Task details: Print all of the data exactly.

=== Task input ===

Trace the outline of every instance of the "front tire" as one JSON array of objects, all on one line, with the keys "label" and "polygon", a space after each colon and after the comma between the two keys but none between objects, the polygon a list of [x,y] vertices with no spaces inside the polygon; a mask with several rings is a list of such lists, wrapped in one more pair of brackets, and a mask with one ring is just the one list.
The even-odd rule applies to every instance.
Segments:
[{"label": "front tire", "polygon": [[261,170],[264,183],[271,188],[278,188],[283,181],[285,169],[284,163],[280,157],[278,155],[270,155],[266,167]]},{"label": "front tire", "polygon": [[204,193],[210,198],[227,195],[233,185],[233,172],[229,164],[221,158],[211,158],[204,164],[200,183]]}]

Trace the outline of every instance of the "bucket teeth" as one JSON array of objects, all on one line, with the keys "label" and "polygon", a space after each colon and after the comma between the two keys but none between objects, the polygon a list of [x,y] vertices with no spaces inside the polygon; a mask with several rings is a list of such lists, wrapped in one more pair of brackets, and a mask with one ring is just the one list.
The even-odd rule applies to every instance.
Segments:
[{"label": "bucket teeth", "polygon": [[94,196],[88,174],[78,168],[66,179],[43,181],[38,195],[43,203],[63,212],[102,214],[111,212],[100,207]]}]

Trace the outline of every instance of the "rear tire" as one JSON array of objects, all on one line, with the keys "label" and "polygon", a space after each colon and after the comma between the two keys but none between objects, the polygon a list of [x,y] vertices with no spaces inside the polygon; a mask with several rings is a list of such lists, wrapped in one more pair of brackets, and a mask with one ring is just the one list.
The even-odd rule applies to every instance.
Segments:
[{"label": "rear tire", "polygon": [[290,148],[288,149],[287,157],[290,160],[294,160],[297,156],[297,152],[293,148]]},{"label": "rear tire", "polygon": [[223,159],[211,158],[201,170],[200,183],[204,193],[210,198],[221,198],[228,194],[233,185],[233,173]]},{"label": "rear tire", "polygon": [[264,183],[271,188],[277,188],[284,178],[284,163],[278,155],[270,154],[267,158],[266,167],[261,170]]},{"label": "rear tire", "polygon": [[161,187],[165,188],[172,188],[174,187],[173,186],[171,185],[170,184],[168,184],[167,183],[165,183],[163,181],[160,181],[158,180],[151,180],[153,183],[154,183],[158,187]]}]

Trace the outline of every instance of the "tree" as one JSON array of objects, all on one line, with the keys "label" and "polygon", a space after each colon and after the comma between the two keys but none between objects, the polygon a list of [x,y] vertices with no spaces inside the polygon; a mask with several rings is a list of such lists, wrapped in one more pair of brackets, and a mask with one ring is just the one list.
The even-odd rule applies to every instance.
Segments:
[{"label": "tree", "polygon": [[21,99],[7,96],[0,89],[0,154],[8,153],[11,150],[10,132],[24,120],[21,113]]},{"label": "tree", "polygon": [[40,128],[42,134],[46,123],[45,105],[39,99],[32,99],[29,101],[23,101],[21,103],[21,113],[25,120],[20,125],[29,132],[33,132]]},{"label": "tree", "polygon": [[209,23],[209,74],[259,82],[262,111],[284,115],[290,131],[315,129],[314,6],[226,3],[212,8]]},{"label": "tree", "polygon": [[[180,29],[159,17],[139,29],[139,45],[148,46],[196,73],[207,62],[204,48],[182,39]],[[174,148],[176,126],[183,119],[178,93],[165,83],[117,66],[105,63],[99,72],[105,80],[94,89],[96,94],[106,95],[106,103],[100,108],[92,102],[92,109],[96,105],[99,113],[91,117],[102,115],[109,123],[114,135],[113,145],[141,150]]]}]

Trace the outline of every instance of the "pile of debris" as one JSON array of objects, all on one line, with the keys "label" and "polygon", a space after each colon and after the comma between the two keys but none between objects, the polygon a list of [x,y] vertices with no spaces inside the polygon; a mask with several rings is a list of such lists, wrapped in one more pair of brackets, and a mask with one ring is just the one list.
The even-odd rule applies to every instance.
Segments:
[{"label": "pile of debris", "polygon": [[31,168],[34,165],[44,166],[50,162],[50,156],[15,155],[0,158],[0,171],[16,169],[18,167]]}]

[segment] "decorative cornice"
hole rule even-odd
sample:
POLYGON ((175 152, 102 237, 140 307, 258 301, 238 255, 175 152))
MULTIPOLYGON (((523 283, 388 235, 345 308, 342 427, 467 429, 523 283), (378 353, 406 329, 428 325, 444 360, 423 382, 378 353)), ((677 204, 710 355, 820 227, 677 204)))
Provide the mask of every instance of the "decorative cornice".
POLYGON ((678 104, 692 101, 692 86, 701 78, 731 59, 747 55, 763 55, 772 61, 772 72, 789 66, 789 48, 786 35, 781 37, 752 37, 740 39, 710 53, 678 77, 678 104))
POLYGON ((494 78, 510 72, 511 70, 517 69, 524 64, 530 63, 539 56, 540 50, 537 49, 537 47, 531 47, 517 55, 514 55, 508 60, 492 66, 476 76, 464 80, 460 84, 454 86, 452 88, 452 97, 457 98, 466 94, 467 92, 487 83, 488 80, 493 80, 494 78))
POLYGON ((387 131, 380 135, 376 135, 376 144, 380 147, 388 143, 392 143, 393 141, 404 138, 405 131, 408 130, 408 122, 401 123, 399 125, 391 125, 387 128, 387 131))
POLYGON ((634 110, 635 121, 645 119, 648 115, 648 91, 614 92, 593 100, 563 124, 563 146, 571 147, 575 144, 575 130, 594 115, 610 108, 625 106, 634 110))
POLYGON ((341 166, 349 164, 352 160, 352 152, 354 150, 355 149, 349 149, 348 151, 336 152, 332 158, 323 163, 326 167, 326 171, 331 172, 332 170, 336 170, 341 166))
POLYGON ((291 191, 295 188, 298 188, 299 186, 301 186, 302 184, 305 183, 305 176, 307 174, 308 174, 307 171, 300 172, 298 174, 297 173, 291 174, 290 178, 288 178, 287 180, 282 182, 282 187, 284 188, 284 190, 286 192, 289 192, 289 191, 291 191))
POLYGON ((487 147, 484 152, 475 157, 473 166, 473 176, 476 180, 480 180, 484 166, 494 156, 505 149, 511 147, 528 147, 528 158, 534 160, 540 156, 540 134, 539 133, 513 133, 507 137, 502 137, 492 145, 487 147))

===

Response for this exercise:
Trace the outline of every instance of the "front tire" as one JSON array of objects, all on one line, with the keys "label" and "polygon", a space after each colon and after the comma between the two keys but none between objects, the polygon a list of [x,y] vertices with no spaces inside the polygon; a mask with several rings is a list of such lists, wrapped in one more pair of brackets, and a mask with one ring is just the one list.
The even-odd rule applies to every instance.
Segments:
[{"label": "front tire", "polygon": [[261,170],[264,183],[271,188],[278,188],[283,181],[285,169],[284,163],[280,157],[278,155],[270,155],[266,167]]},{"label": "front tire", "polygon": [[204,193],[210,198],[227,195],[233,185],[233,172],[229,164],[221,158],[211,158],[204,164],[200,183]]}]

Trace the outline of every instance of the "bucket teeth" as one JSON array of objects, all on one line, with the keys "label" and "polygon", a space after each colon and after the comma between the two keys but none between objects, the polygon a list of [x,y] vertices with no spaces inside the polygon; a mask with several rings is a list of such lists, wrapped in one more pair of brackets, and a mask with one ring is just the one list.
The even-odd rule applies to every instance.
Segments:
[{"label": "bucket teeth", "polygon": [[94,196],[88,174],[78,168],[66,179],[43,181],[38,195],[43,203],[63,212],[102,214],[111,212],[100,207]]}]

Trace the outline of every instance of the "rear tire" as one JSON array of objects, all on one line, with the keys "label" and "polygon", a space after each colon and after the comma between the two keys but none between objects, the polygon a list of [x,y] vertices with no spaces inside the polygon; a mask with several rings is a list of such lists, wrapped in one more pair of brackets, and a mask with one ring is just the one list.
The even-odd rule applies to every instance.
Segments:
[{"label": "rear tire", "polygon": [[290,148],[288,149],[287,157],[290,160],[294,160],[297,156],[297,152],[293,148]]},{"label": "rear tire", "polygon": [[223,159],[211,158],[201,170],[200,183],[204,193],[210,198],[221,198],[228,194],[233,185],[233,173]]},{"label": "rear tire", "polygon": [[264,183],[271,188],[277,188],[284,178],[284,163],[278,155],[270,154],[267,158],[266,167],[261,170]]},{"label": "rear tire", "polygon": [[161,187],[165,188],[172,188],[174,187],[173,186],[171,185],[170,184],[168,184],[167,183],[165,183],[163,181],[160,181],[158,180],[151,180],[153,183],[154,183],[158,187]]}]

Trace the outline of every instance of the "tree" as one JSON array of objects, all on one line, with the keys "label" and "polygon", a space after each colon and after the comma between the two keys but none between objects, the polygon a list of [x,y] vertices with no spaces inside the polygon; a mask with several rings is a list of such lists, wrapped in one more pair of brackets, and a mask with one ring is just the one list.
The even-odd rule applies to every instance.
Segments:
[{"label": "tree", "polygon": [[21,99],[7,96],[0,89],[0,154],[8,153],[11,150],[10,132],[24,120],[21,113]]},{"label": "tree", "polygon": [[40,128],[42,134],[46,123],[45,105],[39,99],[32,99],[29,101],[23,101],[21,103],[21,113],[25,120],[20,125],[29,132],[33,132]]},{"label": "tree", "polygon": [[209,23],[209,74],[259,82],[262,111],[284,115],[290,131],[315,129],[314,6],[226,3],[212,8]]},{"label": "tree", "polygon": [[[180,29],[159,17],[139,29],[139,45],[148,46],[196,73],[207,62],[204,48],[182,39]],[[174,148],[176,126],[183,119],[178,93],[165,83],[117,66],[105,63],[99,72],[105,80],[94,89],[96,94],[106,95],[106,103],[100,108],[92,102],[92,109],[96,105],[99,113],[91,117],[102,115],[109,123],[114,135],[113,145],[141,150]]]}]

Trace the outline of every instance of the "pile of debris" as one JSON array of objects, all on one line, with the keys "label" and "polygon", a space after each colon and after the comma between the two keys but none between objects, the polygon a list of [x,y] vertices with no spaces inside the polygon; a mask with several rings is a list of such lists, wrapped in one more pair of brackets, and a mask with one ring is just the one list.
The even-odd rule applies to every instance.
Segments:
[{"label": "pile of debris", "polygon": [[31,168],[34,165],[44,166],[50,162],[50,156],[15,155],[0,158],[0,171],[16,169],[18,167]]}]

[segment] "decorative cornice"
hole rule even-odd
sample:
POLYGON ((175 152, 102 237, 140 307, 258 301, 238 255, 175 152))
MULTIPOLYGON (((523 283, 388 235, 345 308, 342 427, 467 429, 523 283), (378 353, 406 329, 428 325, 444 360, 423 382, 378 353)), ((677 204, 710 355, 820 227, 677 204)))
Provide the mask of every instance of the "decorative cornice".
POLYGON ((678 104, 692 101, 692 86, 701 78, 731 59, 747 55, 763 55, 772 61, 772 72, 789 66, 789 48, 786 35, 781 37, 752 37, 740 39, 710 53, 678 77, 678 104))
POLYGON ((494 78, 510 72, 511 70, 517 69, 524 64, 530 63, 539 56, 540 50, 537 49, 537 47, 531 47, 517 55, 514 55, 508 60, 492 66, 476 76, 464 80, 460 84, 454 86, 452 88, 452 97, 457 98, 466 94, 467 92, 487 83, 488 80, 493 80, 494 78))
POLYGON ((387 131, 380 135, 376 135, 376 144, 380 147, 388 143, 392 143, 393 141, 404 138, 405 131, 408 130, 408 122, 401 123, 399 125, 391 125, 387 128, 387 131))
POLYGON ((634 110, 635 121, 645 119, 648 115, 648 91, 614 92, 593 100, 563 124, 563 146, 571 147, 575 144, 575 130, 594 115, 610 108, 625 106, 634 110))
POLYGON ((341 166, 349 164, 352 160, 352 152, 354 150, 355 149, 349 149, 348 151, 336 152, 332 158, 323 163, 326 167, 326 171, 331 172, 332 170, 336 170, 341 166))
POLYGON ((291 191, 295 188, 298 188, 299 186, 301 186, 302 184, 305 183, 305 176, 307 174, 308 174, 307 171, 300 172, 298 174, 297 173, 291 174, 290 178, 288 178, 287 180, 282 182, 282 187, 284 188, 284 190, 286 192, 289 192, 289 191, 291 191))
POLYGON ((487 147, 484 152, 475 157, 473 166, 473 176, 476 180, 480 180, 484 166, 494 156, 505 149, 511 147, 528 147, 528 158, 534 160, 540 156, 540 134, 539 133, 513 133, 507 137, 502 137, 492 145, 487 147))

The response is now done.